EXERCISE AIM. Render the material below as a JSON list of strings, one string per line, omitting blank lines. Cover only the lines from the one containing "Automation agent log — current step requires locating the jacket" through the end of the material.
----- ENTRIES PROVIDED
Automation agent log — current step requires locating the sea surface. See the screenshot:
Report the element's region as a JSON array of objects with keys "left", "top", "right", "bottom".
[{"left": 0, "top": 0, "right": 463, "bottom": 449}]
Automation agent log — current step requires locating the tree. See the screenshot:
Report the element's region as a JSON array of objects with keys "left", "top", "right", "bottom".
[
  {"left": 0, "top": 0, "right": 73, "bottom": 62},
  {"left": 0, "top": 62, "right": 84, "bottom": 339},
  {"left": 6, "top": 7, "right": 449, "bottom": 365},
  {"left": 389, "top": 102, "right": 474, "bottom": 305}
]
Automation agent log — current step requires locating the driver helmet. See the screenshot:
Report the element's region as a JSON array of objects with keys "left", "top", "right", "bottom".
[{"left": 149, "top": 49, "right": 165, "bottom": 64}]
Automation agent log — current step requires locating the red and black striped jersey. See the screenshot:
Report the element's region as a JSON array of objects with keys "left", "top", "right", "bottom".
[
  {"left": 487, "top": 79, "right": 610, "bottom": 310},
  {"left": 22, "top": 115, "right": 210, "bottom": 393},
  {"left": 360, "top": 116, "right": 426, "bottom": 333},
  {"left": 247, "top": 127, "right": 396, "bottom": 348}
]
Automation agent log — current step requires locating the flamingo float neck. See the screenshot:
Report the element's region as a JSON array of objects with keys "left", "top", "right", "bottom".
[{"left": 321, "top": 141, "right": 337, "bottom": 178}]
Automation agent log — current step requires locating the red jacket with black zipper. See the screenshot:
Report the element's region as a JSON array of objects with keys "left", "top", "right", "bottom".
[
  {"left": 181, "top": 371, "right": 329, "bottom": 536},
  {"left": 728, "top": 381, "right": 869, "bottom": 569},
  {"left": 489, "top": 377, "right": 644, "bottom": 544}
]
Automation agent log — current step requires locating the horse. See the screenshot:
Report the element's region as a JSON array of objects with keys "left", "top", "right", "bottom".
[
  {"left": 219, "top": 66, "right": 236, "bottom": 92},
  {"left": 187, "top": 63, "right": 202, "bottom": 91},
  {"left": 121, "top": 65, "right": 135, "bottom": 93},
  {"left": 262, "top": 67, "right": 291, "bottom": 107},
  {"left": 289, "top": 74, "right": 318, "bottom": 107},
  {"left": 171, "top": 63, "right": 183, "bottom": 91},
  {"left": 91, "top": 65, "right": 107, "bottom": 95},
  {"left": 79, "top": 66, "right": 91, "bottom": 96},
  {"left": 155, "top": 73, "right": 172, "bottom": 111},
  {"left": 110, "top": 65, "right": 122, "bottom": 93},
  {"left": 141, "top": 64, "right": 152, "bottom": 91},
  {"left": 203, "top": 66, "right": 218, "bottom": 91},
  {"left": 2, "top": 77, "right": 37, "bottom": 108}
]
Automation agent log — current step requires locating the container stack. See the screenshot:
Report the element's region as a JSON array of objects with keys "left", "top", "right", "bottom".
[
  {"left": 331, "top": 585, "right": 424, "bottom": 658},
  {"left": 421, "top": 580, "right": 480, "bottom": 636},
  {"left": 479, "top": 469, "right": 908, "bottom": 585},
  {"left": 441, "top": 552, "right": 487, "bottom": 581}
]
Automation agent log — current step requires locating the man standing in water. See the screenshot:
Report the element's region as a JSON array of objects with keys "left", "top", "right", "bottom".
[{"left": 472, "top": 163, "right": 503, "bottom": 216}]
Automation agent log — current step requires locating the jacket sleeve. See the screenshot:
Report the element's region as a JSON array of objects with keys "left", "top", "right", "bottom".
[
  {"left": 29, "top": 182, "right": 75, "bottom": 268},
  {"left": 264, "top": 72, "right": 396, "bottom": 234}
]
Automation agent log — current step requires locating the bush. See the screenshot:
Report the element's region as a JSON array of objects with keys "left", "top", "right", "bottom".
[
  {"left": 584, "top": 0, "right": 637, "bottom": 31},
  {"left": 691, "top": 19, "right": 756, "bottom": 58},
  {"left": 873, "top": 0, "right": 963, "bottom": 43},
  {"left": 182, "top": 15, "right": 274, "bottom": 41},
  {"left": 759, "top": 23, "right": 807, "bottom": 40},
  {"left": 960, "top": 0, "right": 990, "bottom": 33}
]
----------
ANSWER IN FULL.
[
  "Automation agent log — current step requires locating the jacket sleeve. See the screenshot:",
  "Report the element's region as a JSON array of objects with keys \"left\", \"top\", \"right\", \"bottom\".",
  "[",
  "  {\"left\": 29, \"top\": 182, \"right\": 75, \"bottom\": 268},",
  "  {\"left\": 264, \"top\": 72, \"right\": 396, \"bottom\": 234}",
  "]",
  "Automation agent log — current step requires locating the bush. See the screenshot:",
  "Report the element's region as a JSON array of objects with keys \"left\", \"top\", \"right\", \"bottom\".",
  "[",
  "  {\"left\": 584, \"top\": 0, \"right\": 637, \"bottom\": 31},",
  "  {\"left\": 691, \"top\": 19, \"right\": 756, \"bottom\": 58},",
  "  {\"left\": 873, \"top\": 0, \"right\": 963, \"bottom\": 43},",
  "  {\"left\": 182, \"top\": 15, \"right\": 274, \"bottom\": 41},",
  "  {\"left\": 759, \"top\": 23, \"right\": 807, \"bottom\": 40},",
  "  {\"left\": 960, \"top\": 0, \"right\": 990, \"bottom\": 33}",
  "]"
]